- OPDRACHT
Toon ongewijzigd elke regel uit de onderstaande records waarin de string "rope" voorkomt.

──────── AANGELEVERDE GEGEVENS

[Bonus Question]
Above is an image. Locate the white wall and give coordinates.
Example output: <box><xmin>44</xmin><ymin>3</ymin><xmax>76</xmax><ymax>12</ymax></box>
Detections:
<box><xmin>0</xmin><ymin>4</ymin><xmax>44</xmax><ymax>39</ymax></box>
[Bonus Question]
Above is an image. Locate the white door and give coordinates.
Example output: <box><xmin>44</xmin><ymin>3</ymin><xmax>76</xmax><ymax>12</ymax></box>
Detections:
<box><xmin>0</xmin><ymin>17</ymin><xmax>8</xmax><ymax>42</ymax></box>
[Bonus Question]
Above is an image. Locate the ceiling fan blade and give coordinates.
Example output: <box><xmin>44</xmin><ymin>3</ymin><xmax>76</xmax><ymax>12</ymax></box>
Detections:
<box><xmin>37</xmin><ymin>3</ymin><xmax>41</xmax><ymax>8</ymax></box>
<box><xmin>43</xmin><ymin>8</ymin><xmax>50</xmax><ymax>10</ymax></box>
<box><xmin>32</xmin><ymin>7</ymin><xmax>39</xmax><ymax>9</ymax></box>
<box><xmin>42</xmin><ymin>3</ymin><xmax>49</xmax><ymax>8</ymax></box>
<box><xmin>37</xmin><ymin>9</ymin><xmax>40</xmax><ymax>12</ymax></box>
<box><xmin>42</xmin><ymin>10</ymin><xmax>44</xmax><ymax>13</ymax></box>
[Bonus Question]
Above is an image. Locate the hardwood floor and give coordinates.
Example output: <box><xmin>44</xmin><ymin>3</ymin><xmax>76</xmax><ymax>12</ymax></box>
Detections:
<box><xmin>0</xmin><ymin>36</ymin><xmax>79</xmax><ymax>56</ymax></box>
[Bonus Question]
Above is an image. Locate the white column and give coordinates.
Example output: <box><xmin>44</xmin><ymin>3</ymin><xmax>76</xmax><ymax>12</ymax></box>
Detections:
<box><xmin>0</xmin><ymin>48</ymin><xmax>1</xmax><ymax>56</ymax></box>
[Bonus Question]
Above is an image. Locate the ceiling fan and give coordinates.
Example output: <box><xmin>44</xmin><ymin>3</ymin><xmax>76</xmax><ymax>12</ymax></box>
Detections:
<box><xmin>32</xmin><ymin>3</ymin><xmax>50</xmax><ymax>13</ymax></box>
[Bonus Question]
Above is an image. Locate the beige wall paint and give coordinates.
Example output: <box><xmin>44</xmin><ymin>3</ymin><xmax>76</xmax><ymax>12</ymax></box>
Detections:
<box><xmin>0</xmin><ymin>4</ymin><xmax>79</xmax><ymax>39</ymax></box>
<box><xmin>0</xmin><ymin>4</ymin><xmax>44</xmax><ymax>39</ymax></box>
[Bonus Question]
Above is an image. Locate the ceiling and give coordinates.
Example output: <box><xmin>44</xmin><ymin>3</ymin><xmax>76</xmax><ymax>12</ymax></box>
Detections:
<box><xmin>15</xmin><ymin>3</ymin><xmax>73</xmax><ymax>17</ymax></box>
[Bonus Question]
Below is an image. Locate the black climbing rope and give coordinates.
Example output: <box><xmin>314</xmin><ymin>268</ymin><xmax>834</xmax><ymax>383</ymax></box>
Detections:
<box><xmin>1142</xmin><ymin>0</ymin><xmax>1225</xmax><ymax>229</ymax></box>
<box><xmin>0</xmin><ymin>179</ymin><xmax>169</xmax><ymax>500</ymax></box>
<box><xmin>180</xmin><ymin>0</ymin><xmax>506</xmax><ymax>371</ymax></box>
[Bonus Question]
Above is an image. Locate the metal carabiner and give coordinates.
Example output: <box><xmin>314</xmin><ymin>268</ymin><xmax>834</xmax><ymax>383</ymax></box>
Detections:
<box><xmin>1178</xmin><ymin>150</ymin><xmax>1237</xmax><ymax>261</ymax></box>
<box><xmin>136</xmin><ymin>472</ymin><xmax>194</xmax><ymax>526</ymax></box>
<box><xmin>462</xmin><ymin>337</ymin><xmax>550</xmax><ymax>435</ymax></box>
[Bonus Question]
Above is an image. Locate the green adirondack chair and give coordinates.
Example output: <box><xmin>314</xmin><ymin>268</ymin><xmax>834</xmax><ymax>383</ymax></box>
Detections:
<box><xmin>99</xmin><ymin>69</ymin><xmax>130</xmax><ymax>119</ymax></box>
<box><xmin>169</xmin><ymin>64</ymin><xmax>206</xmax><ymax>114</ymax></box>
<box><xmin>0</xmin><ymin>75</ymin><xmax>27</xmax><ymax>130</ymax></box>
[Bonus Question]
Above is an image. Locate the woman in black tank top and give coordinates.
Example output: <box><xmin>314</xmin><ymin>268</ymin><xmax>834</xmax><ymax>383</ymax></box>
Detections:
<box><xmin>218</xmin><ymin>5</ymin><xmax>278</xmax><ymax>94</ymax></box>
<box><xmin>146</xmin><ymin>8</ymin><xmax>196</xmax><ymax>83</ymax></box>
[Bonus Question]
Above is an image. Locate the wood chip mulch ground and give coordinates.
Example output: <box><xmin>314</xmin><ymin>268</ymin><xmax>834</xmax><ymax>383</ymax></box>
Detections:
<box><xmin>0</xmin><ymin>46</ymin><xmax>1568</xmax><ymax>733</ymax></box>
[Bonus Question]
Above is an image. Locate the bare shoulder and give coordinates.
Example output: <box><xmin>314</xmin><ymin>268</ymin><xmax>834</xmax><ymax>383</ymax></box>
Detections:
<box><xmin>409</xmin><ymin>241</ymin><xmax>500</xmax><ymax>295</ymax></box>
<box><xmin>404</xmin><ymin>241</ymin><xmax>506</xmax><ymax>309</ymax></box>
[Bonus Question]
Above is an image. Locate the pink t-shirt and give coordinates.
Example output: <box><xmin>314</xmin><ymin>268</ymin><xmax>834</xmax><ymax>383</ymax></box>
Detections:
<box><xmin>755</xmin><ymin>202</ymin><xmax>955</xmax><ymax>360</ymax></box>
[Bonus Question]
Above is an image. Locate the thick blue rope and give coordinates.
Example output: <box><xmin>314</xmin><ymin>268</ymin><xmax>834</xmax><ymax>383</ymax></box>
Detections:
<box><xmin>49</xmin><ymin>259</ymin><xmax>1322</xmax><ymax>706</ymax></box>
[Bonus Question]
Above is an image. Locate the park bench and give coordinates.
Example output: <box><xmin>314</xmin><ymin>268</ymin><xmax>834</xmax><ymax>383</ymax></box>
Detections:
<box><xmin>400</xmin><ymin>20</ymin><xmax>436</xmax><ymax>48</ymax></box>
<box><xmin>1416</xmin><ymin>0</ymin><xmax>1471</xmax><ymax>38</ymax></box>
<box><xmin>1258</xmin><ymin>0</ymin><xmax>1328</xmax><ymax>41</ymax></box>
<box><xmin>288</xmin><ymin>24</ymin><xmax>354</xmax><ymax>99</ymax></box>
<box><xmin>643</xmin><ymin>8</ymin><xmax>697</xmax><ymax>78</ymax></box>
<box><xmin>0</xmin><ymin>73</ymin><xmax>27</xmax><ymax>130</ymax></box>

────────────────

- HET ANTWOORD
Below is an image. Locate the black climbing rope and give coordinates.
Above is an image. Locate the thick blue rope and give coordinates.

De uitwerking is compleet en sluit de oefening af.